Re: [DISCUSS] Change "RunnableOnService" To A More Intuitive Name

Jason Kuster Tue, 28 Mar 2017 12:40:09 -0700

Going off of what Robert and others have said -- I think the sanest way to
use NeedsRunner is as an annotation on specific tests in the set of modules
which the DirectRunner depends on (directly or transitively). It should be
used only as an indication that they should be tested with the DirectRunner
once the DirectRunner is available. In this light, I'd suggest removing
NeedsRunner annotations from everywhere below the DirectRunner in the build
order since it will already be available.


The one wrinkle here is that NeedsRunner is used in Stas's abandoned node
detection in TestPipeline, a very useful piece of functionality. My
suggestion here would be to just turn on abandoned node detection by
default; tests which do not need it can call
p.enableAbandonedNodeEnforcement(false). Thoughts?

→ **Supplied information**:
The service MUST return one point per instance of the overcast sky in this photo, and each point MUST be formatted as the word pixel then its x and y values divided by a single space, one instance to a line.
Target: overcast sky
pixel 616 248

→ **What you need to do**:
1. Please summarize the NeedsRunner message in two sentences.
2. Write what comes next in the NeedsRunner message, picking up after its last sentence.
The material above comes from a separate source.

→ **Written responses**:
1. The message proposes using NeedsRunner only as an annotation on specific tests in the modules the DirectRunner depends on, signaling that they should be tested with the DirectRunner once it is available, and removing the annotation from everywhere below the DirectRunner in the build order. Since NeedsRunner is also used in the abandoned node detection in TestPipeline, it suggests turning that detection on by default, with tests that do not need it calling p.enableAbandonedNodeEnforcement(false).

2.
On Tue, Mar 28, 2017 at 1:55 AM, Stas Levin <[email protected]> wrote:

> Jason, I can add the write-up in
> https://github.com/apache/beam/pull/2077#issuecomment-282273273 to the
> testing
> section <https://beam.apache.org/contribute/testing/> as part of the
> upcoming doc updates in light of "RunnableOnService" becoming
> "NeedsRunner".
>
> -Stas
>
>
> On Tue, Mar 28, 2017 at 12:38 AM Robert Bradshaw
> <[email protected]> wrote:
>
> > On Mon, Mar 27, 2017 at 1:16 PM, Eugene Kirpichov <
> > [email protected]> wrote:
> >
> > > Thanks Kenn, this breakdown makes a lot of sense. We should probably
> > > clarify this in the documentation of both of these annotations. Though
> > now
> > > that I look at the current docs, they seem clear enough, but perhaps
> they
> > > can be phrased stronger.
> > >
> > > To summarize:
> > > - ValidatesRunner tests are for testing a runner. They should be
> created
> > > mostly by core Beam SDK authors, when introducing a new Beam feature
> etc.
> > > It may even make sense to make this annotation private to the beam sdk
> > core
> > > module.
> > >
> >
> > +1, but see below.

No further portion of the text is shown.